*STATED EXERCISE A*: Reproduce, word for word, the section of the entries that opens with the line containing "Find the gymnast's right leg" and closes with the line containing "pixel 81 446", including both of those lines. Omit the pictures from your copy.

*READING PASSAGE*:
____________________

BRIEF DESCRIPTION OF THE VIEWS OF DRAWINGS
[0009] FIG. 1 is a system view of a computer file system
illustrating a FAT communicating with a data processing unit,
according to one embodiment.
[0010] FIG. 2 is a system view of a computer file system array
illustrating reduction of FAT instances to one, according to
another embodiment.
[0011] FIG. 3 is a process flow illustrating a method for
performance optimizations of FATs, according to one embodiment.
[0012] FIG. 4 is a process flow illustrating a method of
configuring a microprocessor to implement a method for performance
optimizations of FATs, according to another embodiment.
DETAILED DESCRIPTION
[0013] Several methods and a system of performance optimizations by
dynamic reduction of FATs are disclosed. Although the embodiments
have been described with reference to specific example embodiments,
it will be evident that various modifications and changes may be
made to these embodiments without departing from the broader spirit
and scope of the various embodiments.
[0014] FIG. 1 is a system view of a computer file system 100,
according to one embodiment. Particularly, FIG. 1 illustrates a
computer file system 100, a microprocessor 102, a data storage
device 104, a FAT module 106, a FAT1 108, a FAT2 110, a file module
112, a driver module 114, a boot module 116, and a data processing
unit 120 according to one embodiment.
[0015] The computer file system 100 may include the data storage
device 104. The data storage device 104 may include any computer
components, devices, and recording media that retain digital data.
The computer file system 100 may set up the root directory and
subsequent subdirectories. The computer file system 100 may also
create new files or folders which are added to different parts of a
file tree on the data storage device 104. The microprocessor 102
may be a machine that can execute computer programs and is the
integrated circuitry on a tiny piece of silicon that processes the
instructions to make a computer work. In a flash device, the
microprocessor 102 may be the patch that processes data at
specified intervals or in response to changing input values.
[0016] The data storage device 104 may be included in a data
processing unit. The data storage device 104 may be implemented on
a single-chip mobile device platform which may organize the files
on the data storage device 104. The data storage device 104 may be
a solid-state device flash drive. The data storage device 104 may
receive and retain data for subsequent retrieval and may be used
for storing programs or other data. The data storage device 104 may
include both volatile memory and non-volatile memory.

____________________

*DATASET RECORDS*:
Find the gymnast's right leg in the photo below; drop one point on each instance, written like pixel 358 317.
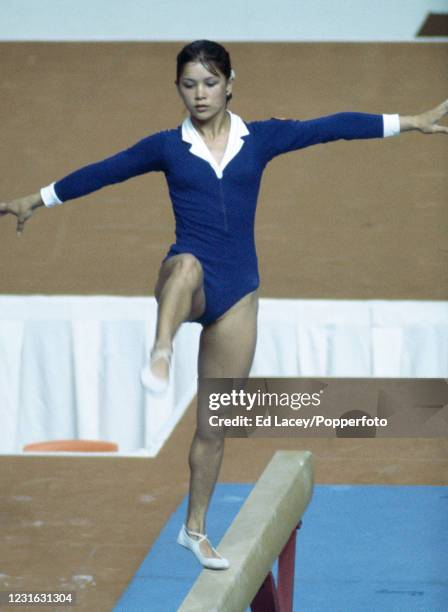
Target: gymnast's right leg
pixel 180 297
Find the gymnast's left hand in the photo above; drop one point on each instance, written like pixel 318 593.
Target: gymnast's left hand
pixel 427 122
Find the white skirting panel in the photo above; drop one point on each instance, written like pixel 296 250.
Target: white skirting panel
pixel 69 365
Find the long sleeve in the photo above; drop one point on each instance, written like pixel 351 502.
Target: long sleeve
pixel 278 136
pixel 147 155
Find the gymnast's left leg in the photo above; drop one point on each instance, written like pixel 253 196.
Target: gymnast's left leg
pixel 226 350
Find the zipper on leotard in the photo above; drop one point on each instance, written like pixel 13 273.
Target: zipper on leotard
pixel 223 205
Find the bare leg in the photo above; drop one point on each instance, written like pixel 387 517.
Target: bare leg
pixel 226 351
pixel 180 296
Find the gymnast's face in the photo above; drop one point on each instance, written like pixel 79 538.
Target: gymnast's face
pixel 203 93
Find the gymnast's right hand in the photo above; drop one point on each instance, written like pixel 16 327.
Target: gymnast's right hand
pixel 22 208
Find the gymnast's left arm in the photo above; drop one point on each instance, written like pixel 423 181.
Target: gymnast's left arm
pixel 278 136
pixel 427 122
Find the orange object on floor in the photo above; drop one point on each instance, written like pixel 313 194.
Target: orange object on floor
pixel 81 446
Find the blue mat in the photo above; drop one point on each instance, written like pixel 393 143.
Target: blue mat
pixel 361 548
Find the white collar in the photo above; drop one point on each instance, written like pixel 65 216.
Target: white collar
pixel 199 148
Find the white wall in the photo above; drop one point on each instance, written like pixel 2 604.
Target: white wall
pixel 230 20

____________________

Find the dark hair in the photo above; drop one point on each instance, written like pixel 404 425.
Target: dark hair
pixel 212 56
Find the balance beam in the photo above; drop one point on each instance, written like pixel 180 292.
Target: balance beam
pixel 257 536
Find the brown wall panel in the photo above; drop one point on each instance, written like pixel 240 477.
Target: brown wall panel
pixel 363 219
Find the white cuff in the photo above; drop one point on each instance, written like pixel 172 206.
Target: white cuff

____________________

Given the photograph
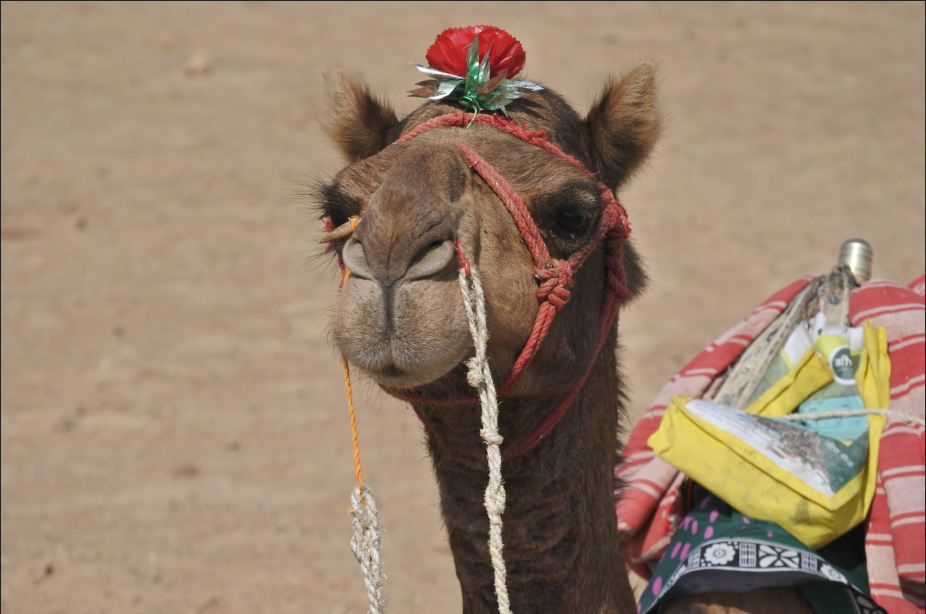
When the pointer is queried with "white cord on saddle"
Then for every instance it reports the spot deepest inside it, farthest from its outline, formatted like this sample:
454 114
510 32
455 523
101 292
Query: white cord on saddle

____________________

*STATED EXERCISE B*:
Answer from the FAT patent excerpt:
(i) According to the excerpt, what does FIG. 2 illustrate?
(ii) What does paragraph [0013] say is disclosed?
(iii) What kind of drive may the data storage device 104 be?

*REPLY A*:
Find the gymnast's right leg in the photo below; drop one point on each instance, written like pixel 358 317.
Target: gymnast's right leg
pixel 180 297
Find the gymnast's left hand in the photo above; drop one point on each instance, written like pixel 318 593.
Target: gymnast's left hand
pixel 427 122
Find the white skirting panel in the photo above; drop one point on each instance, written like pixel 296 250.
Target: white skirting panel
pixel 69 365
Find the long sleeve in the photo above; drop one point on each instance, written like pixel 351 502.
Target: long sleeve
pixel 278 136
pixel 147 155
Find the gymnast's left leg in the photo above; drop one point on each instance, written like pixel 253 196.
Target: gymnast's left leg
pixel 226 350
Find the zipper on leotard in the photo above; drop one point on each instance, written like pixel 13 273.
Target: zipper on leotard
pixel 223 205
Find the bare leg in the photo above; drop one point on each instance, written like pixel 387 517.
Target: bare leg
pixel 226 351
pixel 180 296
Find the gymnast's face in the photo above; drop one point on each instance, written like pixel 79 538.
Target: gymnast's face
pixel 203 93
Find the gymnast's right hand in the photo above; drop one point on each instance, written like pixel 16 327.
Target: gymnast's right hand
pixel 22 208
Find the gymnast's left arm in the photo above; drop one point on each instance, written like pixel 423 181.
Target: gymnast's left arm
pixel 278 136
pixel 427 122
Find the orange object on floor in the photo above; drop one point on each instance, written like pixel 313 194.
Target: orange object on floor
pixel 81 446

*REPLY B*:
(i) The reduction of FAT instances to one, in a computer file system array.
(ii) Several methods and a system of performance optimizations by dynamic reduction of FATs.
(iii) A solid-state device flash drive.